GOAL: Write out the entries from the line containing "Find the reflection" through the line containing "pixel 195 16", leaving out the pictures.

RECORD EXTRACTS:
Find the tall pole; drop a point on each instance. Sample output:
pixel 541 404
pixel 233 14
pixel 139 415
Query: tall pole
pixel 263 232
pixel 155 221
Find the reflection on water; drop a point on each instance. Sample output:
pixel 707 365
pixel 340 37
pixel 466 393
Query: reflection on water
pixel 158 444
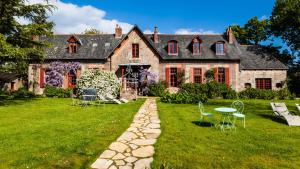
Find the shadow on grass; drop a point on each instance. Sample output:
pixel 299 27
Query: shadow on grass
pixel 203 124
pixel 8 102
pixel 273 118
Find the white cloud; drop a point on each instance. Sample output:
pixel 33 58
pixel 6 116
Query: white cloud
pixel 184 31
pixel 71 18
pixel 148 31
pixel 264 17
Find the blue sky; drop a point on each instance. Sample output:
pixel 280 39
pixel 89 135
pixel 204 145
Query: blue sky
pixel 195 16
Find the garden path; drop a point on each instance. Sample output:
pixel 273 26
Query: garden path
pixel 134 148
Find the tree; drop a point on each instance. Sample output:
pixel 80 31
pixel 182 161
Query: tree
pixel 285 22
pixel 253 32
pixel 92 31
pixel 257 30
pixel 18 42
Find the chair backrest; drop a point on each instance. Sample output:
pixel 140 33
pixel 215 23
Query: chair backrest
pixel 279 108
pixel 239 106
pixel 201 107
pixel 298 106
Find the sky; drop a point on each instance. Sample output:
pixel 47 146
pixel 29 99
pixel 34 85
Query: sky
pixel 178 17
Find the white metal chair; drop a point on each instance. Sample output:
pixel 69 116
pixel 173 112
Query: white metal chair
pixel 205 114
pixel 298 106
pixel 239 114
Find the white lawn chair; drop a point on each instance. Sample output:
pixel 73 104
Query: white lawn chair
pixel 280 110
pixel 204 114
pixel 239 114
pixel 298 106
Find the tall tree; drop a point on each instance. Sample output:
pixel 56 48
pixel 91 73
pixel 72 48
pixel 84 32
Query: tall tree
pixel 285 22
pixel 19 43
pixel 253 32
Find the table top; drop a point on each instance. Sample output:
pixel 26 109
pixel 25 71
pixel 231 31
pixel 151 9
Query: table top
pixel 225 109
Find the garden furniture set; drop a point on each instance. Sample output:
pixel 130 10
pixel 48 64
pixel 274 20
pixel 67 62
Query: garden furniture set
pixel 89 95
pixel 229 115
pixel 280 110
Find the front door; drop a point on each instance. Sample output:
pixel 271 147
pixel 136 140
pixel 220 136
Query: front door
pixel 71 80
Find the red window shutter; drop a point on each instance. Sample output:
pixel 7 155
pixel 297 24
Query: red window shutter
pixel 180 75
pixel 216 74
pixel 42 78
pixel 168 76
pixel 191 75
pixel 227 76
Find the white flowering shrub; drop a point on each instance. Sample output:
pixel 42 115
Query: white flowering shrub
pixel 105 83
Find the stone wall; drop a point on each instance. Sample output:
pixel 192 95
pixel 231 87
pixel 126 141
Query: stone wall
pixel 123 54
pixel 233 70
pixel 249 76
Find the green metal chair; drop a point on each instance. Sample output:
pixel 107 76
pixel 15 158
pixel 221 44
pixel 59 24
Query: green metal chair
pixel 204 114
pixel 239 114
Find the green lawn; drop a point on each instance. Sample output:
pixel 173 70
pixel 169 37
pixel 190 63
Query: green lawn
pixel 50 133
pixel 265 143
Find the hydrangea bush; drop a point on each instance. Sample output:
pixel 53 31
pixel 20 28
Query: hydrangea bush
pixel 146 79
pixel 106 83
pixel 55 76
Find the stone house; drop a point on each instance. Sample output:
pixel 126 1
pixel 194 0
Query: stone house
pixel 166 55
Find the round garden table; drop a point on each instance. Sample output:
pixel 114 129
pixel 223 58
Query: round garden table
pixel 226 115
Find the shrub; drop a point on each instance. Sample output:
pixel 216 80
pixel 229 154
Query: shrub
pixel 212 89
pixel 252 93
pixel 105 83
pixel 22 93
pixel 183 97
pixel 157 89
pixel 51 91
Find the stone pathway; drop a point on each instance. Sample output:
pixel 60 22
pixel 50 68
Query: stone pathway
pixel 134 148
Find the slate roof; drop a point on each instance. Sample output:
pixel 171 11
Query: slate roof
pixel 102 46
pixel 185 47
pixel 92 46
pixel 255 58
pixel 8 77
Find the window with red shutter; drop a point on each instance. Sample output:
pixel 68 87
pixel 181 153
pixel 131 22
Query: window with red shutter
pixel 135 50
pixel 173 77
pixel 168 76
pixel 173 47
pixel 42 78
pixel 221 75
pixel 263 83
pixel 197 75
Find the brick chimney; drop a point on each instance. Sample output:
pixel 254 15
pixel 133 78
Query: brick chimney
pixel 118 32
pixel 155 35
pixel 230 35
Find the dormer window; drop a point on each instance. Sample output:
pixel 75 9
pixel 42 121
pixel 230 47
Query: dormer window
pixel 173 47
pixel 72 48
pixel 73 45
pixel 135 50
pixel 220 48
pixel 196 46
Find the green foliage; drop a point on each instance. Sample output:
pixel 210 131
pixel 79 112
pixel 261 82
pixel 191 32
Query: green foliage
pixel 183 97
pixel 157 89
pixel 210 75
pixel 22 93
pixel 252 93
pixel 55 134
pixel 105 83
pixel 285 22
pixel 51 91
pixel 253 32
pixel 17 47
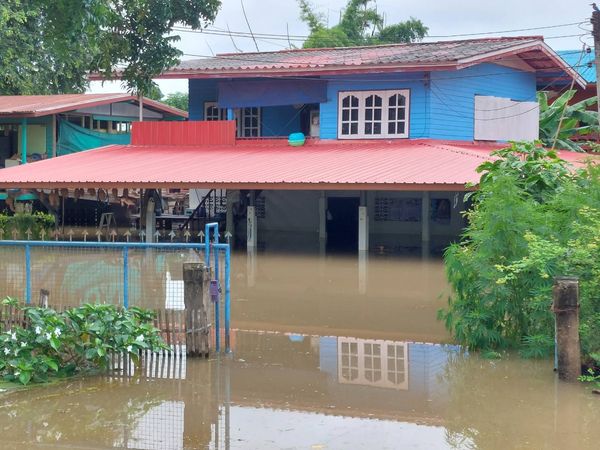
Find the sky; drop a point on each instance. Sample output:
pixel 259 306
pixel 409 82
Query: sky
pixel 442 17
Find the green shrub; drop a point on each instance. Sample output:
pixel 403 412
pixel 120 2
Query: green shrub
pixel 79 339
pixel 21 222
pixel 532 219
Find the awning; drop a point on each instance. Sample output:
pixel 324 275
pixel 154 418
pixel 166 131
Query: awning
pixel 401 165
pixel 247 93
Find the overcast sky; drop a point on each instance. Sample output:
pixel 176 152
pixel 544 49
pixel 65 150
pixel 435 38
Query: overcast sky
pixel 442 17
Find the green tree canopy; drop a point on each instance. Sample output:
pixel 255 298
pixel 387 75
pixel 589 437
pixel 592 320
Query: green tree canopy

EXPECTED ANSWER:
Find the reflection on water; drop a point on each instance. Sample output:
pixel 707 365
pixel 340 37
pixel 466 393
Query: reflection on water
pixel 158 444
Find the shadow on grass; drop a point on each instance. Sample output:
pixel 299 27
Query: shadow on grass
pixel 203 124
pixel 8 102
pixel 273 118
Find the white cloud; drop a point on each instance. Sample output:
pixel 33 58
pixel 6 116
Query: white cloud
pixel 184 31
pixel 71 18
pixel 148 31
pixel 264 17
Find the blue sky; drop a point on each instance. Sample output:
pixel 280 39
pixel 89 135
pixel 204 145
Query: blue sky
pixel 195 16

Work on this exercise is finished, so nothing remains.